### EXCERPT TO READ:
Sunday, March 11, 2012

Pot Backers' Ballot Effort in Disarray in California

Well, no surprise there.

Roll one, smoke one, bro.


At Los Angeles Times, "Effort to put marijuana legalization measure on ballot is in disarray":
Just weeks before the deadline for state ballot initiatives, the effort to put a marijuana legalization measure before voters in the general election is in disarray as the federal government cracks down on medical cannabis and activists are divided on their goals.

After Proposition 19 received 46% of the vote in 2010, proponents took heart at the near-miss. They held meetings in Berkeley and Los Angeles and vowed to put a well-funded measure to fully legalize marijuana on the 2012 ballot, when the presidential election would presumably draw more young voters.

Instead, five different camps filed paperwork in Sacramento for five separate initiatives. One has given up already and the other four are teetering, vying for last-minute funding from a handful of potential donors.

Backers need more than $2 million to hire professional petitioners to get the 700,000-plus signatures they say they need by April 20 to qualify for the ballot. But they are getting little financial support from medical marijuana dispensaries that have profited from laws that pot activists brought forth in earlier years.

### ACTIVITIES:
1. According to the marijuana ballot article, why did proponents decide to aim for the 2012 ballot? Answer in one to three sentences.
2. In the marijuana ballot article, what share of the vote did Proposition 19 receive in 2010?
3. Continue the news article about the California marijuana ballot effort from its final sentence.
The items that come next are separate material and have no connection to the text about the marijuana ballot effort.

Items taken from a collection:
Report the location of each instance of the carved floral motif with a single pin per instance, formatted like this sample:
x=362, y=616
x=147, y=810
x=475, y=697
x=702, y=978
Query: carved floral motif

### EXPECTED RESPONSES:
1. Proponents aimed for the 2012 ballot because that year's presidential election would presumably draw more young voters. They were also encouraged by the near-miss of Proposition 19 in 2010.

2. It received 46% of the vote.

3.
Certainly, some dispensaries cannot help because they are paying large legal bills to fend off the federal government. But like growers, dispensary operators know that broader legalization could lower prices and bring more competitors into their business.

Of the four possible initiatives, the one apparently with the most vocal support within the movement is the Repeal Cannabis Prohibition Act, written by defense attorneys who specialize in marijuana cases. The measure would repeal state criminal statutes on marijuana possession, except those for driving while impaired or selling to minors. The state Department of Health would have 180 days to enact regulations before commercial sales became legal.
Amazing.

Pot dispensaries don't want to legalize it, since they've got the monopoly on the wild and free demographic. Hey man, be cool, ya'll.